### Rows of labeled points
# # #

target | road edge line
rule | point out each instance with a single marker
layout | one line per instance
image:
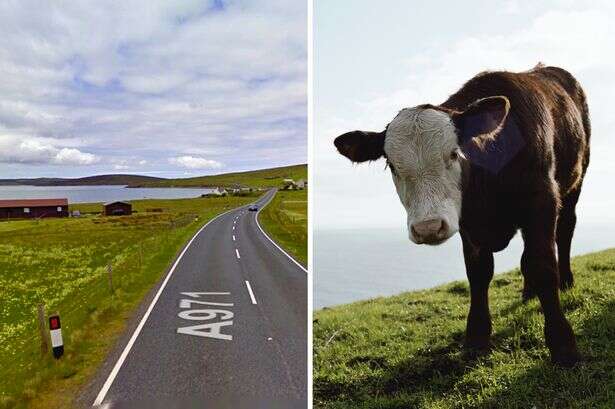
(118, 365)
(270, 239)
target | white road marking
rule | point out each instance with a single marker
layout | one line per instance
(250, 291)
(273, 242)
(118, 365)
(210, 329)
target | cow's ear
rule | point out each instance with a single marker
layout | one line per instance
(482, 119)
(361, 146)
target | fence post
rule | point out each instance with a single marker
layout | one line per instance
(110, 273)
(42, 329)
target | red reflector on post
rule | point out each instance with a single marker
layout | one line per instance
(54, 322)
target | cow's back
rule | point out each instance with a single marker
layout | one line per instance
(548, 108)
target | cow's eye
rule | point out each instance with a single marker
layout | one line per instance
(390, 166)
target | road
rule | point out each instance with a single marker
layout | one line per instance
(227, 327)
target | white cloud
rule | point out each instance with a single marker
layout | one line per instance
(195, 162)
(19, 149)
(571, 35)
(171, 78)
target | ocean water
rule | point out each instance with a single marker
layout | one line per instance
(87, 194)
(356, 264)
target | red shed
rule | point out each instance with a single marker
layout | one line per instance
(33, 208)
(117, 209)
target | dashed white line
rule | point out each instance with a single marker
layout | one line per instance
(251, 293)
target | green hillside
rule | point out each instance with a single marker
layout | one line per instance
(257, 178)
(85, 181)
(406, 351)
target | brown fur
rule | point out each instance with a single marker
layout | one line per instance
(536, 191)
(527, 151)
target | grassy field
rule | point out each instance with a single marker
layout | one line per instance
(63, 264)
(285, 220)
(256, 178)
(406, 351)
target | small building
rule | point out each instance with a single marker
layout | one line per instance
(289, 184)
(117, 209)
(33, 208)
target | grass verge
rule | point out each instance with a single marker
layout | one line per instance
(406, 351)
(285, 221)
(63, 264)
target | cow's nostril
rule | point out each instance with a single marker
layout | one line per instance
(414, 232)
(443, 229)
(427, 228)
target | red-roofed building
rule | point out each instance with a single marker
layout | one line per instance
(33, 208)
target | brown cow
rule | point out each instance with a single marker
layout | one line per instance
(507, 151)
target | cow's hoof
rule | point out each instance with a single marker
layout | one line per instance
(567, 357)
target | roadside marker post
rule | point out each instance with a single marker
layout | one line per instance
(55, 330)
(110, 273)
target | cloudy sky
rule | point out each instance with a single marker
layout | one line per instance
(165, 88)
(375, 58)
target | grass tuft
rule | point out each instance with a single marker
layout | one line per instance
(63, 264)
(407, 351)
(285, 220)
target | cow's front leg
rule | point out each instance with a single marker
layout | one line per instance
(539, 267)
(479, 268)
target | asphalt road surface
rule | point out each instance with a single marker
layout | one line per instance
(227, 327)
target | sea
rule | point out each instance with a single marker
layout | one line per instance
(95, 194)
(356, 264)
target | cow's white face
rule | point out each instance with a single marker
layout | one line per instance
(422, 149)
(423, 156)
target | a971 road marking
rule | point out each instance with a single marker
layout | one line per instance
(192, 311)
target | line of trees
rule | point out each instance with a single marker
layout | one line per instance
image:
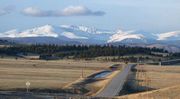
(78, 51)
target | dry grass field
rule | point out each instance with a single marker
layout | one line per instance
(159, 77)
(44, 74)
(165, 80)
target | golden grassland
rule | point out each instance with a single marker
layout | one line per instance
(165, 80)
(44, 74)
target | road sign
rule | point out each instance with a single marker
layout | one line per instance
(28, 85)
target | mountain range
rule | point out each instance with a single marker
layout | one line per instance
(71, 34)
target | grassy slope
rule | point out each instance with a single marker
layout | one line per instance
(44, 74)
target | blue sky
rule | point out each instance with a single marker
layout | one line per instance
(147, 15)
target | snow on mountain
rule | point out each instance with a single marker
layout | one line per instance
(86, 29)
(44, 31)
(124, 35)
(63, 32)
(72, 35)
(174, 35)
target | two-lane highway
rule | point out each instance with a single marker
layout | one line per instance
(116, 84)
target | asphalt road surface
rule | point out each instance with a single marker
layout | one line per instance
(116, 84)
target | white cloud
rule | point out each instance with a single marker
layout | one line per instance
(68, 11)
(6, 10)
(164, 36)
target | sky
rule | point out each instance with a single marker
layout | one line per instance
(145, 15)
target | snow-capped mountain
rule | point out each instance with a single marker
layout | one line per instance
(80, 34)
(71, 34)
(126, 36)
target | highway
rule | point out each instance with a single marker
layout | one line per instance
(116, 84)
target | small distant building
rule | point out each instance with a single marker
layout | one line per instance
(48, 57)
(160, 54)
(31, 56)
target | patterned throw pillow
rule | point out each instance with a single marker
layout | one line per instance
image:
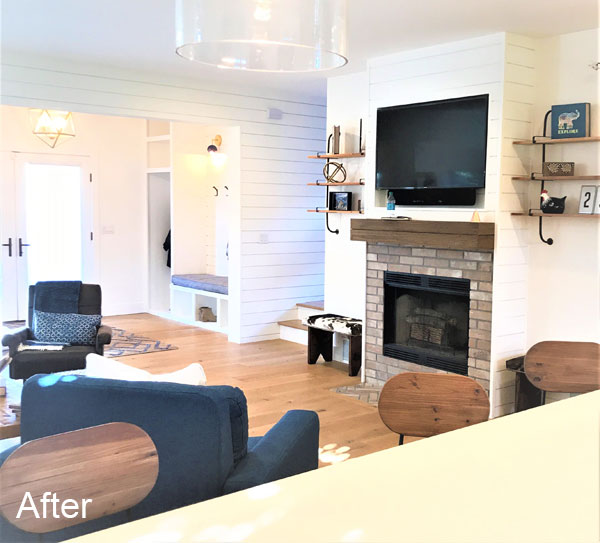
(70, 328)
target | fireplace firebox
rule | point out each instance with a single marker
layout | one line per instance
(426, 320)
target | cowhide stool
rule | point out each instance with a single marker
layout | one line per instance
(320, 338)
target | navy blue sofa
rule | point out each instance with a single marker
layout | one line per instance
(200, 433)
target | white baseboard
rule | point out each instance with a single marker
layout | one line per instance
(109, 310)
(293, 334)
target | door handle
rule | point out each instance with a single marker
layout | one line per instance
(21, 245)
(9, 245)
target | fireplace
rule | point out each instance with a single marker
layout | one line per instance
(426, 320)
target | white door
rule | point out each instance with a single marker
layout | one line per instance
(54, 224)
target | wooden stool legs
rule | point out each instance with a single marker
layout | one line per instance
(320, 342)
(355, 355)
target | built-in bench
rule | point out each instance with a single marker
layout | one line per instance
(320, 339)
(191, 291)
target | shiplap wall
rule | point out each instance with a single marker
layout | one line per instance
(276, 248)
(511, 256)
(450, 70)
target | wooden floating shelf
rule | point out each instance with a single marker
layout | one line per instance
(153, 139)
(331, 211)
(558, 178)
(550, 141)
(538, 213)
(342, 155)
(344, 184)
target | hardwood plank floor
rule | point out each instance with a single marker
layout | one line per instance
(275, 378)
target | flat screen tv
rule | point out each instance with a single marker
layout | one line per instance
(434, 152)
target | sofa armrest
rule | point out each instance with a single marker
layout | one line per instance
(103, 338)
(289, 448)
(12, 341)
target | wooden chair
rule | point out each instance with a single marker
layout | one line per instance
(115, 464)
(427, 404)
(564, 366)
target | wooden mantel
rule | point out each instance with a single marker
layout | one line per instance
(476, 236)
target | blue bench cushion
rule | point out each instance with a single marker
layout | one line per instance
(202, 281)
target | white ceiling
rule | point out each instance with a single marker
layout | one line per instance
(139, 34)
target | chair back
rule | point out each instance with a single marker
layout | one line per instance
(426, 404)
(90, 301)
(564, 366)
(112, 467)
(189, 425)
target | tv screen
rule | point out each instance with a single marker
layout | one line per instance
(433, 145)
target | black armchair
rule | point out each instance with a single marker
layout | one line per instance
(26, 363)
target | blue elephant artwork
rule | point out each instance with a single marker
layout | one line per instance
(571, 121)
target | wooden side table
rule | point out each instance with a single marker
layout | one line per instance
(526, 395)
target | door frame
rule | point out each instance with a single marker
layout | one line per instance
(91, 251)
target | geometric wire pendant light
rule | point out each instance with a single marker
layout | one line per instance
(263, 35)
(51, 126)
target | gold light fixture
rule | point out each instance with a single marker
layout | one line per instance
(263, 35)
(217, 158)
(51, 126)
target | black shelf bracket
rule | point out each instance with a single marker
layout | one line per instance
(548, 241)
(336, 231)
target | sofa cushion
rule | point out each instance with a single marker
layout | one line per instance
(71, 328)
(238, 415)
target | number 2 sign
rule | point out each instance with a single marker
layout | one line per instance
(587, 200)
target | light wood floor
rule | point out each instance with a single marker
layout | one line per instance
(274, 376)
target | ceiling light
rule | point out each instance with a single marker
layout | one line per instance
(52, 127)
(263, 35)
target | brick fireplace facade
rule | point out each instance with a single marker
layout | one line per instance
(475, 265)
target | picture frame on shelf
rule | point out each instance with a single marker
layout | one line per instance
(340, 201)
(587, 199)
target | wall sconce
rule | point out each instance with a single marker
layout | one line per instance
(52, 127)
(217, 141)
(217, 158)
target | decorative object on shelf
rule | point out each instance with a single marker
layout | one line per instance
(558, 169)
(553, 205)
(205, 314)
(340, 201)
(334, 172)
(52, 127)
(571, 121)
(336, 140)
(587, 199)
(391, 201)
(263, 35)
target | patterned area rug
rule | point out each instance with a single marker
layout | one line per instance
(365, 393)
(127, 343)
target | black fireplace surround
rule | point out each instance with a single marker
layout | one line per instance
(426, 320)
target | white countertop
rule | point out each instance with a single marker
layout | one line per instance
(530, 477)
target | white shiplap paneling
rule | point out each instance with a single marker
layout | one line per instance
(273, 166)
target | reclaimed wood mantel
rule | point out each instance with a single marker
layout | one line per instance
(477, 236)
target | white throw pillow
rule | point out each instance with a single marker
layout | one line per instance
(110, 368)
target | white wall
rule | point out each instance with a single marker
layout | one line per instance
(564, 279)
(540, 292)
(345, 269)
(115, 146)
(277, 250)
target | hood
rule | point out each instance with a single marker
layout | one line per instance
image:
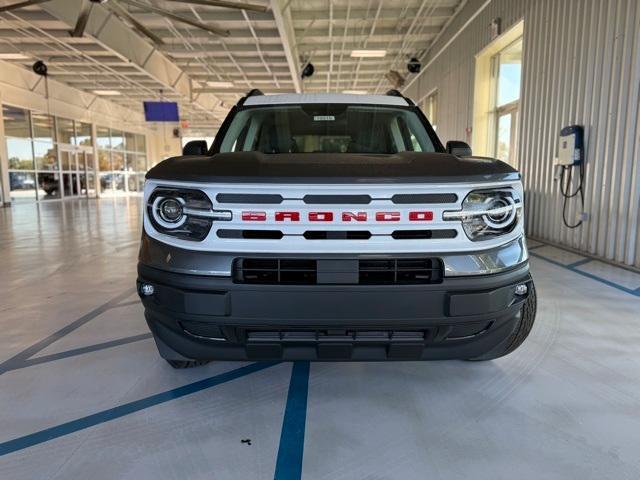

# # #

Which rows above contain the string "throw"? Return each of them in full.

target | patterned throw pillow
target | white throw pillow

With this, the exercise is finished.